# Old Towne Orange "Christmas Ride", Dec. 12th, 2021 OC CA



## tripple3 (Nov 29, 2021)

Old Towne Orange Monthly Bike Ride December 12th, 2021
What: Vintage Bike Ride through historic neighborhoods and bike trails. We will stop at interesting locations and finish with a lunch stop. 
Theme: Christmas! Decorate your bike for Christmas!
Ask any kid, Charlie Brown, Best Day every year, "CHRISTMAS!!!"
When: Sunday DEC.12th, Meet at 10:00am and kickstands up at 10:30am Sharp. Every 2nd Sunday, every month.🥰
Where: Ride starts at the fountain in the middle of the traffic circle at Chapman and Glassell in the city of Orange.
Who: Anyone who can ride a bike. We ask for vintage or classic type bicycles only. Pace is slow and hills will be minimal.
Always a great time; come on out, let's Ride Decorated bikes for Christmas.🥳










Fun Favorite Christmas ride with @birdzgarage & @fordmike65 
Come on...😊





@cyclingday 's bikes are Awesome!
Merry Christmas @Hippy Mike
Tag @kevin x for a Christmas route ride.
bunch more to tag soon.
Post up Christmas pics of bikes here.
...almost there...🤩


----------



## cyclingday (Nov 29, 2021)




----------



## Handle Bar Hoarder (Nov 29, 2021)

i will be coming down for this one 🤓


----------



## cyclingday (Dec 6, 2021)

Took a little dress rehearsal cruise yesterday.








Ok!
Christmas ready!
Let’s get those cruisers all gussied up for the holidays!
Consider this a challenge. Lol!


----------



## tripple3 (Dec 6, 2021)

Thanks for bumping this up Marty.
Only 5 more days left to decorate a bike for Christmas at Old Towne Orange,
this Sunday 12/12/2021
Sunday ride yesterday 12/05, 1934 AIRFLYTE😍
(ignore the Slime splattered tire)😎


----------



## SoBayRon (Dec 6, 2021)

* [WHAT TO DO]: Reproduce the Old Towne Orange Christmas Ride thread above in its entirety, word for word.

* [SUPPLIED DATA]:
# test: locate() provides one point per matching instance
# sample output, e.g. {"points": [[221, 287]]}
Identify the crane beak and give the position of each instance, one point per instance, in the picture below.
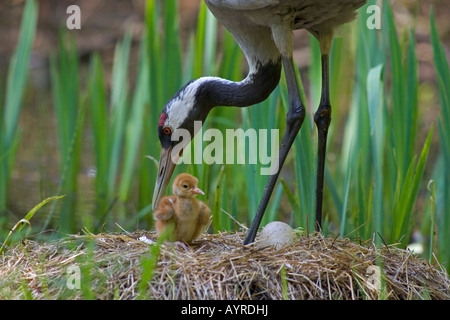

* [THE OUTPUT]:
# Old Towne Orange "Christmas Ride", Dec. 12th, 2021 OC CA



## tripple3 (Nov 29, 2021)

Old Towne Orange Monthly Bike Ride December 12th, 2021
What: Vintage Bike Ride through historic neighborhoods and bike trails. We will stop at interesting locations and finish with a lunch stop. 
Theme: Christmas! Decorate your bike for Christmas!
Ask any kid, Charlie Brown, Best Day every year, "CHRISTMAS!!!"
When: Sunday DEC.12th, Meet at 10:00am and kickstands up at 10:30am Sharp. Every 2nd Sunday, every month.🥰
Where: Ride starts at the fountain in the middle of the traffic circle at Chapman and Glassell in the city of Orange.
Who: Anyone who can ride a bike. We ask for vintage or classic type bicycles only. Pace is slow and hills will be minimal.
Always a great time; come on out, let's Ride Decorated bikes for Christmas.🥳










Fun Favorite Christmas ride with @birdzgarage & @fordmike65 
Come on...😊





@cyclingday 's bikes are Awesome!
Merry Christmas @Hippy Mike
Tag @kevin x for a Christmas route ride.
bunch more to tag soon.
Post up Christmas pics of bikes here.
...almost there...🤩


----------



## cyclingday (Nov 29, 2021)




----------



## Handle Bar Hoarder (Nov 29, 2021)

i will be coming down for this one 🤓


----------



## cyclingday (Dec 6, 2021)

Took a little dress rehearsal cruise yesterday.








Ok!
Christmas ready!
Let’s get those cruisers all gussied up for the holidays!
Consider this a challenge. Lol!


----------



## tripple3 (Dec 6, 2021)

Thanks for bumping this up Marty.
Only 5 more days left to decorate a bike for Christmas at Old Towne Orange,
this Sunday 12/12/2021
Sunday ride yesterday 12/05, 1934 AIRFLYTE😍
(ignore the Slime splattered tire)😎


----------



## SoBayRon (Dec 6, 2021)